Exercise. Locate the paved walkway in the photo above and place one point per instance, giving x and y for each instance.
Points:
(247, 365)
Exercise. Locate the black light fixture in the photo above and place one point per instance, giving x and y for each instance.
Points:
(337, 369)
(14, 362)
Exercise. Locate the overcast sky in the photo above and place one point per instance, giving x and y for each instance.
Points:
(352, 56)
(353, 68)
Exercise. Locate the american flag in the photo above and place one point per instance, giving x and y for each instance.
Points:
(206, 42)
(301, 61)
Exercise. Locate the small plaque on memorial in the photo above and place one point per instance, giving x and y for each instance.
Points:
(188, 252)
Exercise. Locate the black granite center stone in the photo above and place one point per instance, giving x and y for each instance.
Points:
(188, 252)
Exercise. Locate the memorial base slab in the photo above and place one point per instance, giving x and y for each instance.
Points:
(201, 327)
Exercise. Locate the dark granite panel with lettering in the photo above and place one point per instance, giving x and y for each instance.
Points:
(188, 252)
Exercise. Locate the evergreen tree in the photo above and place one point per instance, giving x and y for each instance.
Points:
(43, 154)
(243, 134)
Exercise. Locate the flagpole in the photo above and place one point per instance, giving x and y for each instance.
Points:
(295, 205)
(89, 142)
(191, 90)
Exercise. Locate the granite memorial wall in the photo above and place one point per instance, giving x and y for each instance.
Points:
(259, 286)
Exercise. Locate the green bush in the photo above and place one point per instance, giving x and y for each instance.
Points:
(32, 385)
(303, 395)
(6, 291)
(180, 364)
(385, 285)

++++++++++

WHAT NEEDS TO BE DONE ->
Each entry should be duplicated exactly as it was given.

EXERCISE ANSWER ->
Exercise. Locate the paved walkway in the photo above and place one point per instance, giving x and y for each instance.
Points:
(247, 365)
Exercise. Locate the black light fixture in the photo above and place one point per instance, giving x and y for each instance.
Points:
(337, 369)
(14, 362)
Exercise. Locate the overcast sky in the photo above and place one point per instance, giving x and y for each instance.
Points:
(352, 56)
(353, 68)
Exercise. Locate the american flag in the photo above and place one point per instance, giving x and y for each instance.
Points:
(206, 42)
(301, 61)
Exercise. Locate the small plaque on memorial in the photo above and place one point per instance, giving x and y for each instance.
Points:
(188, 252)
Exercise. Locate the black granite center stone in the photo above and place one point per instance, giving x and y for each instance.
Points:
(188, 252)
Exercise. Locate the memorial base slab in the photo above and place one point per instance, giving x and y for each instance.
Points:
(201, 327)
Exercise. Locate the dark granite panel with lettering in the photo above and place one point per instance, giving x and y for each instance.
Points:
(188, 252)
Exercise. Locate the evergreen tree in the photo above and place one point per instance, giving x and y for each instance.
Points:
(43, 154)
(243, 134)
Exercise. Locate the flagpole in the photo above and place one point per instance, giving x and y for each instance.
Points:
(295, 205)
(89, 142)
(191, 90)
Exercise. Locate the granite memorial wall in the photo above and place one point per instance, giving x and y for each instance.
Points:
(259, 286)
Exercise. Locate the green bush in the photo above and place one point per instance, giving x and y for each instance.
Points:
(32, 385)
(303, 395)
(6, 291)
(180, 364)
(385, 285)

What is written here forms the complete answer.